*Aim of the exercise*
Write out everything from the line containing "each like (387,621)." down to the end of the entries below, keeping every line unchanged and adding nothing else.

Extracted records
^^^^

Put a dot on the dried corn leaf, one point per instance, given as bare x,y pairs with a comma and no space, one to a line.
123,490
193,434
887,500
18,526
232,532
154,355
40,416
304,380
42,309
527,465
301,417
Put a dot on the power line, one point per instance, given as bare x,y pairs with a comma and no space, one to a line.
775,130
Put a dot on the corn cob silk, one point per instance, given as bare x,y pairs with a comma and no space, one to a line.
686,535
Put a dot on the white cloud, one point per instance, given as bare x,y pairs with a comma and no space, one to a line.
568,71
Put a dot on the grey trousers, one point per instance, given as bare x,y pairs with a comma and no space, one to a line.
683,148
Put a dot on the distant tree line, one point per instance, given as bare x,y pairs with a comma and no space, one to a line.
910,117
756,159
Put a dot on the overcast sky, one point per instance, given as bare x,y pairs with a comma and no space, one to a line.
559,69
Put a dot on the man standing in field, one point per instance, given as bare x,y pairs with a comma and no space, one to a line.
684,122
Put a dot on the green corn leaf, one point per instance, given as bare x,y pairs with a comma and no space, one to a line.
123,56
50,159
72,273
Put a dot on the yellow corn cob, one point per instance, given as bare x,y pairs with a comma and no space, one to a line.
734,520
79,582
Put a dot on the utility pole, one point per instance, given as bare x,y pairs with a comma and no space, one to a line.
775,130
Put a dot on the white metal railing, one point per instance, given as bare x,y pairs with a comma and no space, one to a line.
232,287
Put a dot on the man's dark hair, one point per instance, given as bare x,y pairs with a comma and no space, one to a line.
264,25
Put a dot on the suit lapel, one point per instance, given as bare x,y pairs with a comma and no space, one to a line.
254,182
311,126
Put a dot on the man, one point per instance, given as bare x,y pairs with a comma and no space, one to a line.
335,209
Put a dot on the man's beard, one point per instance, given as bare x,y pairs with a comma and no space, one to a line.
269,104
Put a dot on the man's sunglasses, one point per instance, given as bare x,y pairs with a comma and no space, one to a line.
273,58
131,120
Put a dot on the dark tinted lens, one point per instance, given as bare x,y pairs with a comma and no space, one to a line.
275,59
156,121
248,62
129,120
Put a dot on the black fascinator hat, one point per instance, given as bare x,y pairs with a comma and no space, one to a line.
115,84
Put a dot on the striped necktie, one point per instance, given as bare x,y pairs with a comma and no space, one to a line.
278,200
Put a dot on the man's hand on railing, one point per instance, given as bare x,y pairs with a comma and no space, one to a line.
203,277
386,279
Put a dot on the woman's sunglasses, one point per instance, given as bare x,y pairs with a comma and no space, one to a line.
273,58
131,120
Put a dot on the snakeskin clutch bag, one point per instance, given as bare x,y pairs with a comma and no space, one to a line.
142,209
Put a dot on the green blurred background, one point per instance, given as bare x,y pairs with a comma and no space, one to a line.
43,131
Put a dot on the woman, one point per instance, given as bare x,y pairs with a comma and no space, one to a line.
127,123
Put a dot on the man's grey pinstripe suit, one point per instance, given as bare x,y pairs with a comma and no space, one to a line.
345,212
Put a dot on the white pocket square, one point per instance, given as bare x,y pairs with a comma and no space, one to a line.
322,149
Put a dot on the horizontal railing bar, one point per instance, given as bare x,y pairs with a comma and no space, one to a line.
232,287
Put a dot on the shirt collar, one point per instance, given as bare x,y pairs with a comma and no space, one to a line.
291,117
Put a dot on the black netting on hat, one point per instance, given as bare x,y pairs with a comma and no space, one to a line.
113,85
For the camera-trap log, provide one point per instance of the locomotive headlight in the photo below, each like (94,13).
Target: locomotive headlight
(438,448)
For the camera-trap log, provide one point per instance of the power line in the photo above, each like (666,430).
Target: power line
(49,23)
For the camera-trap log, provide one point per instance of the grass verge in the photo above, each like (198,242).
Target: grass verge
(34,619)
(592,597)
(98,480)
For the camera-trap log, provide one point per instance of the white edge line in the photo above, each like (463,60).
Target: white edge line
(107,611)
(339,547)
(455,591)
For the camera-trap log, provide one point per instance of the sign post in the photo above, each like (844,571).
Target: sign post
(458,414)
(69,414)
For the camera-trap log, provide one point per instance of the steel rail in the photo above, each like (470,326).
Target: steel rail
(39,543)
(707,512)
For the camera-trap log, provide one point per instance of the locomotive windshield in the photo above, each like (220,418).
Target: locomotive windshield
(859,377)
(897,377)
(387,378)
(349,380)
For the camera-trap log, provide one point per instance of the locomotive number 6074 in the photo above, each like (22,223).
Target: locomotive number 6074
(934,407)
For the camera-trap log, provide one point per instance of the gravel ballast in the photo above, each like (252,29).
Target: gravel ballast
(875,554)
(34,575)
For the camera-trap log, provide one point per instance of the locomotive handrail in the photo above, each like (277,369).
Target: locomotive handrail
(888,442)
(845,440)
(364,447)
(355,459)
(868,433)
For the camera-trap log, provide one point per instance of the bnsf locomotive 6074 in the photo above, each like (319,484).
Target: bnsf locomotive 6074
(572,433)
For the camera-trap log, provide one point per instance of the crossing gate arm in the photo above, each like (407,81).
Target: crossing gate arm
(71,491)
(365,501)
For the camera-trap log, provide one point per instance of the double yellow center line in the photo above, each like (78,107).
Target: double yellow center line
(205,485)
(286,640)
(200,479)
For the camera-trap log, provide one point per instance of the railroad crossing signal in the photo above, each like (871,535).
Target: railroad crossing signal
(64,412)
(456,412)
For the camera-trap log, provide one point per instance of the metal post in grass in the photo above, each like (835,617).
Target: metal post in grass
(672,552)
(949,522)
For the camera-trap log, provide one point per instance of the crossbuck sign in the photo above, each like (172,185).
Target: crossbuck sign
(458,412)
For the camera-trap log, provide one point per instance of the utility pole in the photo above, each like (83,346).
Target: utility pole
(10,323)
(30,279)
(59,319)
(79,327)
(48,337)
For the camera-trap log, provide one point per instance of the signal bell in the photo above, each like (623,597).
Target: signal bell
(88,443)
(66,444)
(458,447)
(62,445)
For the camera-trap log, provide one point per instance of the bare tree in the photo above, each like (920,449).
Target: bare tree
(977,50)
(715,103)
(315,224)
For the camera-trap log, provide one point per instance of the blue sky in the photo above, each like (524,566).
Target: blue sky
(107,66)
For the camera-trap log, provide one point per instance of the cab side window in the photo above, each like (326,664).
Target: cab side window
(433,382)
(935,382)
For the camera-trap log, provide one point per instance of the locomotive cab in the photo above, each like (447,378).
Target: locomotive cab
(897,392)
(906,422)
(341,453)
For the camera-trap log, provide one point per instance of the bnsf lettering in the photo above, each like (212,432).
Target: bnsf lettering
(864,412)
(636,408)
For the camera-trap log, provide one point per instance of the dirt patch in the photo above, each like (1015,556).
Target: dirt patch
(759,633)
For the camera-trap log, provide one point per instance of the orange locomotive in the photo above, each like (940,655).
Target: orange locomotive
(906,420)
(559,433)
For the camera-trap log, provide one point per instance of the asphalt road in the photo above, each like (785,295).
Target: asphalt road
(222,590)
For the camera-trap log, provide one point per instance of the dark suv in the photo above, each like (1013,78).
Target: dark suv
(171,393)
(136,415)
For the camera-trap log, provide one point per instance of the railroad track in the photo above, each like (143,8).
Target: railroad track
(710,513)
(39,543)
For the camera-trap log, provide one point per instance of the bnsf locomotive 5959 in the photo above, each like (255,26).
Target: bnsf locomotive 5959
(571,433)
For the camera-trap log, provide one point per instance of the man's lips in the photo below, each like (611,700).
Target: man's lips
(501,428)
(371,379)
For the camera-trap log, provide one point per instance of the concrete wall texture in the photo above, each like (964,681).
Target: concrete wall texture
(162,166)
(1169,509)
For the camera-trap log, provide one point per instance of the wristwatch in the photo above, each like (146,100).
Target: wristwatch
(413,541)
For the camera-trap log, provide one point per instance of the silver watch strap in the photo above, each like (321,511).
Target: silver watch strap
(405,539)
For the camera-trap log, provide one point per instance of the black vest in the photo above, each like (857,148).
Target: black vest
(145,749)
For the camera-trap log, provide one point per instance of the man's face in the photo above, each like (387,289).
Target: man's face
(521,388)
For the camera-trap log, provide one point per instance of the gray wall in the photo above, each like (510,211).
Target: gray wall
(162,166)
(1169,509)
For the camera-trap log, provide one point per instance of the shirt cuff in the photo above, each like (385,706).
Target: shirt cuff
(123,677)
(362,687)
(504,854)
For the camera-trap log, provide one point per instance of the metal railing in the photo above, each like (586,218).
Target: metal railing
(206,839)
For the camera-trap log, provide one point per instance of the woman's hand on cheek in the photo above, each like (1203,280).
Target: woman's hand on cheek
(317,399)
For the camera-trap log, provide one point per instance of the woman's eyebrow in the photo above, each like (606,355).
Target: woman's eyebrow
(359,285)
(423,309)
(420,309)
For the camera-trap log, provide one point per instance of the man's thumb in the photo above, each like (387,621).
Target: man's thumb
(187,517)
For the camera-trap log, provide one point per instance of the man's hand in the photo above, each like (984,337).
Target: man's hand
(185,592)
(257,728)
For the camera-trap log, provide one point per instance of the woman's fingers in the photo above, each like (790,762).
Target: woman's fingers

^^^^

*Solution to this exercise*
For the camera-trap log, provide one point per instance of the man's thumb in the photo above, each like (387,621).
Target: man's thumb
(187,517)
For the camera-trap log, provide one point per instance of the man's hand in the photo above, each like (984,337).
Target: man's hand
(185,592)
(257,728)
For the camera-trap log, provide one point per instance of the woman's fingers in the photo above, each like (790,762).
Target: woman's fingers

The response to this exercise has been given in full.